Rewrite the data from the line containing "Report the location of each instance of the man's face" through the line containing "x=360, y=237", with "dark jacket" renamed to "black coat" and nothing else altered.

%%

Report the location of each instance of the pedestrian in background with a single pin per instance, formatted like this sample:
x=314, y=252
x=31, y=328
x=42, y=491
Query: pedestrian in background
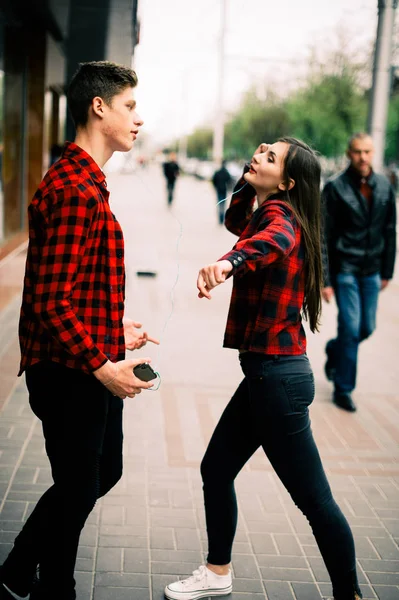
x=221, y=182
x=171, y=170
x=360, y=238
x=277, y=270
x=73, y=333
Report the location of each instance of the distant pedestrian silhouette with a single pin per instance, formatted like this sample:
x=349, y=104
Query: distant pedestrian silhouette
x=221, y=181
x=171, y=171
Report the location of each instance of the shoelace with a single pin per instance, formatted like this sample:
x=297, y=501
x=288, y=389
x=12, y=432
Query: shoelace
x=196, y=576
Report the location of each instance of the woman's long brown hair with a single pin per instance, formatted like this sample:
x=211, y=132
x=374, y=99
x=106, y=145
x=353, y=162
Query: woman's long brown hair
x=302, y=165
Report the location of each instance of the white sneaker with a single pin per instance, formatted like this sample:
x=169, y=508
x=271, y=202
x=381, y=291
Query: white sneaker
x=202, y=584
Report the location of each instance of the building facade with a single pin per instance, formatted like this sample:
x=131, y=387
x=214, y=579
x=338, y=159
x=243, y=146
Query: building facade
x=41, y=44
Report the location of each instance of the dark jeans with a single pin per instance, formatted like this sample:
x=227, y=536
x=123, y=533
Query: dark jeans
x=221, y=201
x=170, y=185
x=357, y=299
x=82, y=427
x=270, y=409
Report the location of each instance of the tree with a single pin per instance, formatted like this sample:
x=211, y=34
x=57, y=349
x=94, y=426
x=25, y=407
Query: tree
x=257, y=120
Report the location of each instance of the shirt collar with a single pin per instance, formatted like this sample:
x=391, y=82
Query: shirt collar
x=77, y=154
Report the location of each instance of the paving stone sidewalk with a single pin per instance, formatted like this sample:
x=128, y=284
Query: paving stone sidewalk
x=150, y=529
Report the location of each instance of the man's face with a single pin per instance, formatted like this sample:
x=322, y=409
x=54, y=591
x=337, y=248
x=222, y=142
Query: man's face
x=361, y=155
x=121, y=122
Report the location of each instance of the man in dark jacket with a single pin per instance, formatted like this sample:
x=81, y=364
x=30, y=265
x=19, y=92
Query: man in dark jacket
x=221, y=181
x=360, y=237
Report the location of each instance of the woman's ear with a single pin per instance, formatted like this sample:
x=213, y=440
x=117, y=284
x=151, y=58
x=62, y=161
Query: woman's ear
x=97, y=105
x=281, y=186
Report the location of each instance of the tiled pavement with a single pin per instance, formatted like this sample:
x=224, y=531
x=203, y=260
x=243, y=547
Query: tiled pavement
x=150, y=529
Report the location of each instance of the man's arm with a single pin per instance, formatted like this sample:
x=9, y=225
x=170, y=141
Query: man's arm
x=239, y=213
x=67, y=230
x=389, y=233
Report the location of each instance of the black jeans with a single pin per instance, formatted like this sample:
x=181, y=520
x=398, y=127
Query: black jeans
x=270, y=409
x=82, y=426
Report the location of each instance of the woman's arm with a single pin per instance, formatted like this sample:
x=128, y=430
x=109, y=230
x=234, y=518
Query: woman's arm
x=241, y=206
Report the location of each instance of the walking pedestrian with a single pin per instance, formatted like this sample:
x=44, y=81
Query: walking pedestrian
x=360, y=233
x=72, y=333
x=277, y=270
x=221, y=181
x=171, y=170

%%

EXERCISE OUTPUT
Report the location of each instance of the man's face with a single pin per instance, formatted like this sample:
x=322, y=409
x=54, y=591
x=337, y=248
x=222, y=142
Query: man's face
x=361, y=155
x=121, y=122
Report the location of each instance of the man in black coat with a single pin per instance, formatted like this sample:
x=81, y=364
x=30, y=265
x=19, y=92
Query: man in black coat
x=221, y=181
x=360, y=237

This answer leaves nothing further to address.